• [Action item]: Return all lines in the material below that contain "grass".

• [Exercise material]:
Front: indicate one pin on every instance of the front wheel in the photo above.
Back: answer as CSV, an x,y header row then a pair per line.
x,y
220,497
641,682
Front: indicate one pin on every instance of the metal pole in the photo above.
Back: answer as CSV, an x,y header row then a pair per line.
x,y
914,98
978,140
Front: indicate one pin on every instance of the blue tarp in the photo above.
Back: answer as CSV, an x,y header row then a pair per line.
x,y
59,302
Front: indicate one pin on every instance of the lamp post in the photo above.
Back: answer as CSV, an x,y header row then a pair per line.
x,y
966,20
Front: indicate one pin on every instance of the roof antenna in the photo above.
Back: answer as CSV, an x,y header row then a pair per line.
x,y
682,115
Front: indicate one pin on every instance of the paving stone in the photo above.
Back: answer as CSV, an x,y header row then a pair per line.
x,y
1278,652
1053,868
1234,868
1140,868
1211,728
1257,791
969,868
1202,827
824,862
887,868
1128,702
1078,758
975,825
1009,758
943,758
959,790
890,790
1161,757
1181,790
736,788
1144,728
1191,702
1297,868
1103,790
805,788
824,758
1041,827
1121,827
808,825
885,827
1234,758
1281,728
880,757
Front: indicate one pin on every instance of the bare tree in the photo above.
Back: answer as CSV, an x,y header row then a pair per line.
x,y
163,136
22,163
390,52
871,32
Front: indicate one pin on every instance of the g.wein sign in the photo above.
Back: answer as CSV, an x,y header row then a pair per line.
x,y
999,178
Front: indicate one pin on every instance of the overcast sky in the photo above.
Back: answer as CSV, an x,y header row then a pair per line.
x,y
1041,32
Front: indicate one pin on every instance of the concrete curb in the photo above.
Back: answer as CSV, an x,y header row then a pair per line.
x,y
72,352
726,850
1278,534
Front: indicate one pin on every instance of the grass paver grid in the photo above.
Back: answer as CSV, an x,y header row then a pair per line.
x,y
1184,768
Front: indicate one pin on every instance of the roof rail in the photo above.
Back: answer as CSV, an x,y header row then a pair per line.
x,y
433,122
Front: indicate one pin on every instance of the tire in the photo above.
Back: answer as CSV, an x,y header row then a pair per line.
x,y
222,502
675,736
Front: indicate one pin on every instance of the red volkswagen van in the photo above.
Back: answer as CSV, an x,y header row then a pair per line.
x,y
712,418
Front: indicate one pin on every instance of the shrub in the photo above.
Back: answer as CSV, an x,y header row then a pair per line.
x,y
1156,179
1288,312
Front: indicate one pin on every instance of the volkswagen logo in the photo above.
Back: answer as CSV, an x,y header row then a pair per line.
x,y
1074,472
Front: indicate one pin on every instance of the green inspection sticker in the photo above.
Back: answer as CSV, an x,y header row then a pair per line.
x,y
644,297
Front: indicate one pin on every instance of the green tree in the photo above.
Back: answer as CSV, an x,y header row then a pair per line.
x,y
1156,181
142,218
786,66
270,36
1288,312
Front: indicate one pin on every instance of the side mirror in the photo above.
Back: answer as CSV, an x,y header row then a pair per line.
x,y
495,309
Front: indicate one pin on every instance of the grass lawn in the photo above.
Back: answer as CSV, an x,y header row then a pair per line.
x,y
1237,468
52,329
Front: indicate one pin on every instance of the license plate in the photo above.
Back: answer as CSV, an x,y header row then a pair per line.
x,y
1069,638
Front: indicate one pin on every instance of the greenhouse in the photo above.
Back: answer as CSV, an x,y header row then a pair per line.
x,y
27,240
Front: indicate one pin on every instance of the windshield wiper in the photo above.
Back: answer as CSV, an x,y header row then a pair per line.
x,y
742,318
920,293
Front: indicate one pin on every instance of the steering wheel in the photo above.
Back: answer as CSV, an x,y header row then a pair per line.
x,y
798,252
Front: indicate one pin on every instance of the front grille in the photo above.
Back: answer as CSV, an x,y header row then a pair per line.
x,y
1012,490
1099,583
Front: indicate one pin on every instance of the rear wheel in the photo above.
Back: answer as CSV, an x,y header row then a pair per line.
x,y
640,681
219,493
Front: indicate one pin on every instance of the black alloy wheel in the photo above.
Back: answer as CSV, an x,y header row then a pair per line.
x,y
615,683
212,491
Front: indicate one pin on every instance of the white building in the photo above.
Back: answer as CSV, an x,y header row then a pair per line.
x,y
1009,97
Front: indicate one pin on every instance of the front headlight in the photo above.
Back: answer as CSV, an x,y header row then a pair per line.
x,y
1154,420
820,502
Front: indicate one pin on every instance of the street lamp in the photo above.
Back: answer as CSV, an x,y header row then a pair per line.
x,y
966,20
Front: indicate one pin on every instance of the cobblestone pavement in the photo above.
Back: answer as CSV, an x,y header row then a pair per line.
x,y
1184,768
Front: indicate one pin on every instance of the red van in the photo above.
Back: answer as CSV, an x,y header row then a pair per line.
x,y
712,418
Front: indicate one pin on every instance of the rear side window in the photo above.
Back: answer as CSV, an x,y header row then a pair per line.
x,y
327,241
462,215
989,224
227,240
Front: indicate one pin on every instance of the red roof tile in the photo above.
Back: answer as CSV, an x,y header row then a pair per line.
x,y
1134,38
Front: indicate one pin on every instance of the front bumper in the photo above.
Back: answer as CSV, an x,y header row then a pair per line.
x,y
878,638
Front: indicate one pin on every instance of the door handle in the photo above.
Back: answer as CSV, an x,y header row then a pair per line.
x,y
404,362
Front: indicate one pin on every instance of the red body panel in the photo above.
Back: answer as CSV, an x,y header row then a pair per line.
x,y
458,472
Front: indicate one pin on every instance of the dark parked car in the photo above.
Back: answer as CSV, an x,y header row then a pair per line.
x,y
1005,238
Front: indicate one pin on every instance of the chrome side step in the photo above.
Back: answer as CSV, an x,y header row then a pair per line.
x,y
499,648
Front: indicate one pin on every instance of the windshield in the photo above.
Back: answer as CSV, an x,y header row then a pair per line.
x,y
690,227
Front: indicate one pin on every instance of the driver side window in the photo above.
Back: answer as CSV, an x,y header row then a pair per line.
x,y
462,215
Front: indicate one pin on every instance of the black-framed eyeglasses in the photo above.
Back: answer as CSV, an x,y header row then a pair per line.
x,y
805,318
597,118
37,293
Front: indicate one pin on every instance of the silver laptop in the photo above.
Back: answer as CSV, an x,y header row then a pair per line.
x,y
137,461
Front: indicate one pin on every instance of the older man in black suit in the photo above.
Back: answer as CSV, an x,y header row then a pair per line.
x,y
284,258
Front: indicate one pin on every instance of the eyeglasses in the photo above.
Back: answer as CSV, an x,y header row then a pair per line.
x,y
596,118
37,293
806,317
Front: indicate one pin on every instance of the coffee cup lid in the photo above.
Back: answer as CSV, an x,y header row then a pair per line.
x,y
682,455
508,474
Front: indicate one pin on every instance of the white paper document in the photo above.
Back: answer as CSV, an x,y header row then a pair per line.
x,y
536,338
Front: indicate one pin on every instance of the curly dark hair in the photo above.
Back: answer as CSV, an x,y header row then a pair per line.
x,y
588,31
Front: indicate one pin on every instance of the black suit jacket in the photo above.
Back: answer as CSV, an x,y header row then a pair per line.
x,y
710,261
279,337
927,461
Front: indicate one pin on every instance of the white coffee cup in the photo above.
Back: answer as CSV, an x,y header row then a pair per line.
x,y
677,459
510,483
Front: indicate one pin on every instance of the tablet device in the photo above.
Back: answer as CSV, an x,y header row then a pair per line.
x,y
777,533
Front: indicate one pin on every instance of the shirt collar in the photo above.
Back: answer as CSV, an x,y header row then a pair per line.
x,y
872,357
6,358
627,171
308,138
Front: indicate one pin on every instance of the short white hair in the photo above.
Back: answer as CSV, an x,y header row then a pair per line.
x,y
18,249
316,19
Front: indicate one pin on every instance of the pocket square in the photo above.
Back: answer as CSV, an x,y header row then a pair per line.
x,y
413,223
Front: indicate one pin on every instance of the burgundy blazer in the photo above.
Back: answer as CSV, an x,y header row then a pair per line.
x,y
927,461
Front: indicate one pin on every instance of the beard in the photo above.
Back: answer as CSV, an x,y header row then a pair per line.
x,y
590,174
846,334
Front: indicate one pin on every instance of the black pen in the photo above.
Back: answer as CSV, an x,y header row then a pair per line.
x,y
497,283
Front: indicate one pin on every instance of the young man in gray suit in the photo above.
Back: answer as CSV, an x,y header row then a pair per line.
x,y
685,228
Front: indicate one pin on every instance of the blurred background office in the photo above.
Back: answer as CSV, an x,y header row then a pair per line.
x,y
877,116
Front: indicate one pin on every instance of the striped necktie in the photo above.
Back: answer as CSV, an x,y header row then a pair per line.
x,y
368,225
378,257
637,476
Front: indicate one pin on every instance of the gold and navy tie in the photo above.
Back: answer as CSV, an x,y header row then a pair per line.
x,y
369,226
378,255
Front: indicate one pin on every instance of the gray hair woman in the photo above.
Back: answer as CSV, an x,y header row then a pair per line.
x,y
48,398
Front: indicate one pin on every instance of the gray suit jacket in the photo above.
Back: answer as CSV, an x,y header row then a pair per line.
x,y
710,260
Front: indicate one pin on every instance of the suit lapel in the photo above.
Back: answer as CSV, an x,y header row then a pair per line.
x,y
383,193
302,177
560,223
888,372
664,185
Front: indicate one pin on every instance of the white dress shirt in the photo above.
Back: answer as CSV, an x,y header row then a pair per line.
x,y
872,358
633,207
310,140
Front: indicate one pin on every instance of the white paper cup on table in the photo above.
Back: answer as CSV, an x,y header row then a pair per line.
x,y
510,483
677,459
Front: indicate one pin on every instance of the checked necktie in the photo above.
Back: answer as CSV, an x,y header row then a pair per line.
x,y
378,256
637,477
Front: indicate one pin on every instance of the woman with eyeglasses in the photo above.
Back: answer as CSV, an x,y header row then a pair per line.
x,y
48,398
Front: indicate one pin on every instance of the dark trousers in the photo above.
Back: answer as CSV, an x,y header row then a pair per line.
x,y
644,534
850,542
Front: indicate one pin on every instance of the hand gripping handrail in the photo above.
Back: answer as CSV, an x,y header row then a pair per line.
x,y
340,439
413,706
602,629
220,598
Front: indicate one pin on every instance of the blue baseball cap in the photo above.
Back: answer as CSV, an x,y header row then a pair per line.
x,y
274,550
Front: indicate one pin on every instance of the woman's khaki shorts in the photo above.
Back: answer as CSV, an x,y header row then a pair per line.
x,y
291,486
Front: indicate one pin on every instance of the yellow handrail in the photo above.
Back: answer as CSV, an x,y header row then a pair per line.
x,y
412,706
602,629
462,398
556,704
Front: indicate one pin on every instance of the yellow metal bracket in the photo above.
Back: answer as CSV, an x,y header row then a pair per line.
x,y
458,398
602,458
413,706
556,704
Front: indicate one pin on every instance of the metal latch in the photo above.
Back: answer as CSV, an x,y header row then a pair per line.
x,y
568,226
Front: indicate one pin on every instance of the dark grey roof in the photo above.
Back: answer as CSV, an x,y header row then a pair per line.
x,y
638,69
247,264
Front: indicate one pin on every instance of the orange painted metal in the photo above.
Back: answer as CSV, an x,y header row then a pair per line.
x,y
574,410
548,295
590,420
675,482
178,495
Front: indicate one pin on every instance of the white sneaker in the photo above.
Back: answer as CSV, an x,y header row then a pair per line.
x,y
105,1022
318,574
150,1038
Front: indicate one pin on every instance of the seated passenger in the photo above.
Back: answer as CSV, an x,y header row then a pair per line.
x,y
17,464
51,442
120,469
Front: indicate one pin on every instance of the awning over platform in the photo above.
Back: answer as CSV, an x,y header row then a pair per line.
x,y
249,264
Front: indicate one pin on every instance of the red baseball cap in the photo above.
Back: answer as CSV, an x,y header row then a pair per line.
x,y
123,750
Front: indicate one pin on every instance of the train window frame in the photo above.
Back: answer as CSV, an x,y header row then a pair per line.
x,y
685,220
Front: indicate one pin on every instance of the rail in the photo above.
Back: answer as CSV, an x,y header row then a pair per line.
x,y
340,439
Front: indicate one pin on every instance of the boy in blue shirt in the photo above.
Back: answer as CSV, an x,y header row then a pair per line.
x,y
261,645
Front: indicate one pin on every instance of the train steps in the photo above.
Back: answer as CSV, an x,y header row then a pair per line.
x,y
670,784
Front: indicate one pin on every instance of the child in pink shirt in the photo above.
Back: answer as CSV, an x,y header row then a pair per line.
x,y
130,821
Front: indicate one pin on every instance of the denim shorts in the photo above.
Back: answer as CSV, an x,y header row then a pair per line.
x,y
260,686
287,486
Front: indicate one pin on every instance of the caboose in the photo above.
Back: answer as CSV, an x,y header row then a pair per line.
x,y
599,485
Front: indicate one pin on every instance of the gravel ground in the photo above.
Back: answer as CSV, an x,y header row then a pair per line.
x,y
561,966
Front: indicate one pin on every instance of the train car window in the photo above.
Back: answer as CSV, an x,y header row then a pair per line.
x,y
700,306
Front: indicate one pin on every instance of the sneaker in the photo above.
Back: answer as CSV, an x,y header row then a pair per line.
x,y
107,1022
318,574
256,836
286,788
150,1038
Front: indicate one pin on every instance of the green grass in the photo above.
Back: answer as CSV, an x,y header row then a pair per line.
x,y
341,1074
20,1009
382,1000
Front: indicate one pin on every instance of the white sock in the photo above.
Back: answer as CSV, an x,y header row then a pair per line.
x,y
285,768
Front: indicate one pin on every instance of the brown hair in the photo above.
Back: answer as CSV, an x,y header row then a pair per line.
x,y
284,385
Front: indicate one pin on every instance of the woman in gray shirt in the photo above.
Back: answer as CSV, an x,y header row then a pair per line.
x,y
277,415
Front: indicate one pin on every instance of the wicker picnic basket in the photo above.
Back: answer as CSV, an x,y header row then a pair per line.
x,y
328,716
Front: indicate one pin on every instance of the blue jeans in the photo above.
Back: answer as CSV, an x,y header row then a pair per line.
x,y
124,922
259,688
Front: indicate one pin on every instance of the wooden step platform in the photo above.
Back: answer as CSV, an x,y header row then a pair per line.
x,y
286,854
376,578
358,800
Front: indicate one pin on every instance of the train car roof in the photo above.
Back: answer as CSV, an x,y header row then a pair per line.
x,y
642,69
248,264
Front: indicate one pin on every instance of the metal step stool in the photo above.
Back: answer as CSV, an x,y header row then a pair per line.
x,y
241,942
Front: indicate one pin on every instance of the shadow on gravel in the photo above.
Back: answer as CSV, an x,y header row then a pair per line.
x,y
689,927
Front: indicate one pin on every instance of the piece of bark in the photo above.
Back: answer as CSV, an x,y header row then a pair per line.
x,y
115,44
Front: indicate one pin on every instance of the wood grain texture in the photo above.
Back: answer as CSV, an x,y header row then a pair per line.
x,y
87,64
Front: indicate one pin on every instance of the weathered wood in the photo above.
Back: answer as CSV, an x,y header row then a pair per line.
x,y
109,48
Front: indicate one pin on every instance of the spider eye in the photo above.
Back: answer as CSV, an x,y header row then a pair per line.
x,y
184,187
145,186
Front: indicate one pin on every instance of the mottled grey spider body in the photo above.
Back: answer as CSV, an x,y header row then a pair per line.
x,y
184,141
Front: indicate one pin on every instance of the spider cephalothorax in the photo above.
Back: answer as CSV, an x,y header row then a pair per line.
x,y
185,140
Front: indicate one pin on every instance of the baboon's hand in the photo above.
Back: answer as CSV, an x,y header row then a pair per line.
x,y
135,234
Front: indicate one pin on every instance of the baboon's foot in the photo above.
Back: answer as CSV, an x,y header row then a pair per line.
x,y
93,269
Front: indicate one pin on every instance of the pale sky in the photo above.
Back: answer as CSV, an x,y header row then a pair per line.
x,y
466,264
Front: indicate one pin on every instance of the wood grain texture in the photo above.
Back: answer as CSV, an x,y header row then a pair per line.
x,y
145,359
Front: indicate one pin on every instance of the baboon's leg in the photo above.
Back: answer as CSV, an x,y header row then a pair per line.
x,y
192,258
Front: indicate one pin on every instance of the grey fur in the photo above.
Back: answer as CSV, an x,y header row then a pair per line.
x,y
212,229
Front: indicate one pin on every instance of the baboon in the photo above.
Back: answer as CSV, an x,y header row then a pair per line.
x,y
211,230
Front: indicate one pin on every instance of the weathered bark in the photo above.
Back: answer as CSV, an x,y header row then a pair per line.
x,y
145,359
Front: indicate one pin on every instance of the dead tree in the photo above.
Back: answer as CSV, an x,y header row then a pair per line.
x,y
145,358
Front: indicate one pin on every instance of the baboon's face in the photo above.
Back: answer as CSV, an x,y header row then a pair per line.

• [Problem solution]:
Front: indicate one pin on every instance of the grass paver grid in the photo above.
Front: indicate one pin on every instance of the grass lawn in the photo above.
Front: indicate one pin on every instance of the green grass in the photo above.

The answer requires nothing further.